▶ SHORT EXERCISE:
Return verbatim the lines of the items below, beginning at the line that contains "the helicopter main" and stopping after the line that contains "xmin=144 ymin=329 xmax=219 ymax=354".

▶ Collection entries:
+---+
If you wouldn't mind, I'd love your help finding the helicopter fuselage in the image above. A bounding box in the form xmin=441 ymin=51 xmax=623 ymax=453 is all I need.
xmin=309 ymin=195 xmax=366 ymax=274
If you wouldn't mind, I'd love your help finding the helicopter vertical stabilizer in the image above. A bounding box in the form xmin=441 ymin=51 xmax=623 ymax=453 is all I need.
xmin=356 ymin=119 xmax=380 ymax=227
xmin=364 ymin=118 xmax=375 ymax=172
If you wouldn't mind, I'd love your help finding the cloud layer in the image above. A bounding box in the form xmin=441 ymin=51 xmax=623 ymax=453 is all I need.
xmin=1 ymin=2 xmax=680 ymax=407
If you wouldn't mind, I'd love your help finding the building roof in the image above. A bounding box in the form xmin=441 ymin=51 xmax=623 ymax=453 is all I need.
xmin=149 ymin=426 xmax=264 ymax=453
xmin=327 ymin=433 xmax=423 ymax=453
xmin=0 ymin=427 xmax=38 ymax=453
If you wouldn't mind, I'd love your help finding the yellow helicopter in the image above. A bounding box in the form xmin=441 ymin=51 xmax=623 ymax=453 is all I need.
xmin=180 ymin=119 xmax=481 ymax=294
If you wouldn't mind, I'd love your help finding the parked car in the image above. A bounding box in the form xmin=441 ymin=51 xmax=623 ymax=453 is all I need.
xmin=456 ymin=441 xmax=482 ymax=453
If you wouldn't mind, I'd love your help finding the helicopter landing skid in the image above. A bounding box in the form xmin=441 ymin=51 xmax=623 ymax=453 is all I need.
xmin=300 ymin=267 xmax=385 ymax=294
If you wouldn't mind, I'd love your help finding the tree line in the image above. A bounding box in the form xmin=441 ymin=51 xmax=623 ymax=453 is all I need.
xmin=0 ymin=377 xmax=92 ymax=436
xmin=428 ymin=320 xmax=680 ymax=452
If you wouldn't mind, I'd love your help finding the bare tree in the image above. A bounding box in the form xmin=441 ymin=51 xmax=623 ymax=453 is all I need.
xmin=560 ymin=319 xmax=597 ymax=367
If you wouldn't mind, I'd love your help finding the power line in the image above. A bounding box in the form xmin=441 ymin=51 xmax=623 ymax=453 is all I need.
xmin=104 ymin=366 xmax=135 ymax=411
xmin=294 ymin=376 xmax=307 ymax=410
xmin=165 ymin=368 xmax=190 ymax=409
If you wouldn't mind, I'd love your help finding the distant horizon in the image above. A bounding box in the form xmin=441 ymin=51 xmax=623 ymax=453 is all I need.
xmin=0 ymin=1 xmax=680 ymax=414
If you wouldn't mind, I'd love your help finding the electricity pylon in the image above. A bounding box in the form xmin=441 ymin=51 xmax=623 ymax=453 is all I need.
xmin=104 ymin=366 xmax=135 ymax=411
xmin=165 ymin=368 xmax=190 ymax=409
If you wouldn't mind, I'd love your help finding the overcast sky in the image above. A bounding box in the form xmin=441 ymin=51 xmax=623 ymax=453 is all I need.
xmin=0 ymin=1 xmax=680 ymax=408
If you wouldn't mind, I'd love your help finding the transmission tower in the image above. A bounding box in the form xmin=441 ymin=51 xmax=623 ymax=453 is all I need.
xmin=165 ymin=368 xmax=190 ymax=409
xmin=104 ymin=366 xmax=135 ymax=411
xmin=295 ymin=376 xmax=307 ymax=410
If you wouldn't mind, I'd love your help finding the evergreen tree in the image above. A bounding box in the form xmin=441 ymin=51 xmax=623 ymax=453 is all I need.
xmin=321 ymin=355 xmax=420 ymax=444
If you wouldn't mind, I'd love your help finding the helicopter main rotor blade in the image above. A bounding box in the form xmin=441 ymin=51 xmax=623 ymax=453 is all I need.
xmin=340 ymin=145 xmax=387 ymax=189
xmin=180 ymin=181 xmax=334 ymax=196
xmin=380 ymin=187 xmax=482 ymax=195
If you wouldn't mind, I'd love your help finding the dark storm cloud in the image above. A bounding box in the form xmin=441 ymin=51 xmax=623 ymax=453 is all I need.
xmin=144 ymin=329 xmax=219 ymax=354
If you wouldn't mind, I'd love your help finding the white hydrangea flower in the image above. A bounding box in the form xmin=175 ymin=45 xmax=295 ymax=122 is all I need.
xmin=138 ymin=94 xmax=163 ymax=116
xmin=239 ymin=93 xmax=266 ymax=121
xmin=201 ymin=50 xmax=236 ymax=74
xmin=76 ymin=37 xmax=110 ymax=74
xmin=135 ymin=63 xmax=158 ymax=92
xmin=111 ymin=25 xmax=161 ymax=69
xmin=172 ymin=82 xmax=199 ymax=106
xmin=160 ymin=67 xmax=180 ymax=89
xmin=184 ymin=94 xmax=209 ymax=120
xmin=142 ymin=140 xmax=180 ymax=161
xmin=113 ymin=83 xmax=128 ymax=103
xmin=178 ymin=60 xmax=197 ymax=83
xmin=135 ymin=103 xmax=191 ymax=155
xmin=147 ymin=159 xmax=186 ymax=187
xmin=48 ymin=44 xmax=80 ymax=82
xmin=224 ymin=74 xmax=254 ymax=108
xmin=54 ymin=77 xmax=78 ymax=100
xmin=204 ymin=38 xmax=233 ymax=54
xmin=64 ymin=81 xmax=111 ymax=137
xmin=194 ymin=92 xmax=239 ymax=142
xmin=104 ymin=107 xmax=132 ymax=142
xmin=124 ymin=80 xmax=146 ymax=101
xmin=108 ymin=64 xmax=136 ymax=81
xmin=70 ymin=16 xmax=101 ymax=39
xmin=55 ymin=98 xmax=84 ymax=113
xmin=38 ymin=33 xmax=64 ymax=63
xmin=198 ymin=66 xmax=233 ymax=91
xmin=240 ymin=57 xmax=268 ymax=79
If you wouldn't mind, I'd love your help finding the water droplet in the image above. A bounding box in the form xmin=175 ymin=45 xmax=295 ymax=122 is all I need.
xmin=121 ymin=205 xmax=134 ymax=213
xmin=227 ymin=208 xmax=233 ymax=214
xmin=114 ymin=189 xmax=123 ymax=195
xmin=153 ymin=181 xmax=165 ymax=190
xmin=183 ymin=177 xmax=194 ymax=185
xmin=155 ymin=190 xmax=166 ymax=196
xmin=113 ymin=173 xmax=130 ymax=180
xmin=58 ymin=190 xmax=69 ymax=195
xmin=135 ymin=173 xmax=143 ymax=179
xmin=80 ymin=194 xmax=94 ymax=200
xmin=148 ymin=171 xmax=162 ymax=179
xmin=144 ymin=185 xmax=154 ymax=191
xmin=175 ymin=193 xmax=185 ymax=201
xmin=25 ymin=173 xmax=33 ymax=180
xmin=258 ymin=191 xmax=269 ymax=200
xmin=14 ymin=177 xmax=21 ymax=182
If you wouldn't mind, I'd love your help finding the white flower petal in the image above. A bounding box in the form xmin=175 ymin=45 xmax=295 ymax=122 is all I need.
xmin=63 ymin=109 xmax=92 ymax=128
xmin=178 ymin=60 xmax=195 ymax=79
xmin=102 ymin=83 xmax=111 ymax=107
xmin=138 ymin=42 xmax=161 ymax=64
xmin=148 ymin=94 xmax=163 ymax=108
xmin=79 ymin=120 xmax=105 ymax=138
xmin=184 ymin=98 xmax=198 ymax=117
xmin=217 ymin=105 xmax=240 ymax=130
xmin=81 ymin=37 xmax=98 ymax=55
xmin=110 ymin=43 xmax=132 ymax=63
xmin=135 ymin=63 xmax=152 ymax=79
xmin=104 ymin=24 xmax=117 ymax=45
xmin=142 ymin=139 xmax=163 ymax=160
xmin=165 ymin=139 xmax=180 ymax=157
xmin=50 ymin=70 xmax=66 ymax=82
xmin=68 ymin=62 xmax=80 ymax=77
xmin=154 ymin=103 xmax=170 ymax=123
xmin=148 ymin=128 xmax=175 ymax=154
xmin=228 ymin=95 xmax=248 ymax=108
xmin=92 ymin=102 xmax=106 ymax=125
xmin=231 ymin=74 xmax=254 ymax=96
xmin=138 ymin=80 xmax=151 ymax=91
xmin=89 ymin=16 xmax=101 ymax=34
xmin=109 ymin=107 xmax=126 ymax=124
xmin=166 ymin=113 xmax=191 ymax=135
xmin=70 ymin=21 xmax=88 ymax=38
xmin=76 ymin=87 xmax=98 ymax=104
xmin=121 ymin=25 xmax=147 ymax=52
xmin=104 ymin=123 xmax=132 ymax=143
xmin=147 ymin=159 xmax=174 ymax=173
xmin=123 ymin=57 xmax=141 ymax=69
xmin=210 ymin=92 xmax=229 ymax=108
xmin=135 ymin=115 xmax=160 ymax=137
+---+
▶ SOLUTION:
If you wouldn't mind, I'd love your help finding the helicopter main rotor blade in the image above. A bounding box in the form xmin=441 ymin=51 xmax=623 ymax=453 is all I need.
xmin=340 ymin=145 xmax=387 ymax=189
xmin=180 ymin=181 xmax=334 ymax=196
xmin=380 ymin=187 xmax=482 ymax=195
If you wouldn't mind, I'd love your help finding the dark storm cloud in the image above. A bounding box in the form xmin=441 ymin=51 xmax=623 ymax=453 is all I need.
xmin=144 ymin=329 xmax=219 ymax=354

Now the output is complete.